**PROMPT**
Can you output the records below exactly as they are written?

**PROVIDED ENTRIES**

Start

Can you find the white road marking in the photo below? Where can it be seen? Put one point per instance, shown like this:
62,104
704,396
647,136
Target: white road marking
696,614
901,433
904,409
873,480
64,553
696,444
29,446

End

**SOLUTION**
Can you find the white road marking in the photo below? Where can it be seen? Put one point per instance, shown like this:
62,104
704,396
647,136
Target: white road marking
696,614
901,433
904,409
873,480
64,553
696,444
29,446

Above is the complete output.